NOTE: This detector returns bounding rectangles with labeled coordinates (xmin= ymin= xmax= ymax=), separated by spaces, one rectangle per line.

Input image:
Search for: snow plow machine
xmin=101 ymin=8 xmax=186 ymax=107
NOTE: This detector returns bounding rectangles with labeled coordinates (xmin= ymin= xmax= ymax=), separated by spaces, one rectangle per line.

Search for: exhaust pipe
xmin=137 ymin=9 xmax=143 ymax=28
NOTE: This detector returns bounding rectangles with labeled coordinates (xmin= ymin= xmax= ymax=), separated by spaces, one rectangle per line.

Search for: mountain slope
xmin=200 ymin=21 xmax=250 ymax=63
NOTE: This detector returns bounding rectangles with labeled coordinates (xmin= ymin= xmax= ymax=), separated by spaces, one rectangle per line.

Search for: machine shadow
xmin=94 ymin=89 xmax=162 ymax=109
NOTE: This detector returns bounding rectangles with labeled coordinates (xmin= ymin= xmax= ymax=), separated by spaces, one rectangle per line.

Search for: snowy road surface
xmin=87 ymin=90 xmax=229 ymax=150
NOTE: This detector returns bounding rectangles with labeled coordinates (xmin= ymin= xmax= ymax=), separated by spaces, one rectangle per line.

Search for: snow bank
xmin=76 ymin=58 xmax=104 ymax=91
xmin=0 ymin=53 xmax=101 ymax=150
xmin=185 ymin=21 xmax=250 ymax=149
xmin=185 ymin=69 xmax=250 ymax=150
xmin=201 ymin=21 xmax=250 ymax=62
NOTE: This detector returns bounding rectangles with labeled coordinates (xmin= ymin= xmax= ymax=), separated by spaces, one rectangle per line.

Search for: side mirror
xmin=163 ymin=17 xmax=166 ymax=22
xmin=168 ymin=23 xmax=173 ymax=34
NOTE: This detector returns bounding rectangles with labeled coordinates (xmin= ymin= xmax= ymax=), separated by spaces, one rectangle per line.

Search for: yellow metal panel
********
◆ WHAT TO WORK ON: Repeat the listing above without any change.

◆ RESPONSE TO THE TASK:
NOTE: This detector returns bounding rectangles with labeled coordinates (xmin= ymin= xmax= ymax=), separated by spaces, one rectangle per line.

Input image:
Search for: snow plow machine
xmin=101 ymin=8 xmax=186 ymax=107
NOTE: This detector returns bounding rectangles with labeled coordinates (xmin= ymin= xmax= ymax=), separated by spaces, one rectangle per line.

Search for: exhaust pipe
xmin=137 ymin=9 xmax=143 ymax=28
NOTE: This detector returns bounding rectangles with labeled coordinates (xmin= ymin= xmax= ymax=), separated by spaces, one rectangle per line.

Search for: mountain slope
xmin=200 ymin=21 xmax=250 ymax=63
NOTE: This detector returns bounding rectangles with labeled coordinates (xmin= ymin= xmax= ymax=), separated by spaces, one rectangle per line.

Search for: machine shadow
xmin=94 ymin=89 xmax=162 ymax=109
NOTE: This detector returns bounding rectangles with labeled coordinates (xmin= ymin= xmax= ymax=), separated by spaces, one rectangle per line.

Search for: snowy road surface
xmin=87 ymin=90 xmax=229 ymax=150
NOTE: This detector returns bounding rectangles with labeled coordinates (xmin= ymin= xmax= ymax=), separated by spaces, one rectangle per line.

Search for: snow bank
xmin=76 ymin=58 xmax=104 ymax=91
xmin=0 ymin=53 xmax=101 ymax=150
xmin=185 ymin=21 xmax=250 ymax=149
xmin=185 ymin=69 xmax=250 ymax=150
xmin=201 ymin=21 xmax=250 ymax=62
NOTE: This detector returns bounding rectangles with labeled coordinates (xmin= ymin= xmax= ymax=), separated by spaces, one rectangle per line.

Search for: side mirror
xmin=163 ymin=17 xmax=166 ymax=22
xmin=168 ymin=23 xmax=173 ymax=34
NOTE: This detector returns bounding rectangles with labeled coordinates (xmin= ymin= xmax= ymax=), separated by spaces, one rectangle per line.

Search for: yellow metal panel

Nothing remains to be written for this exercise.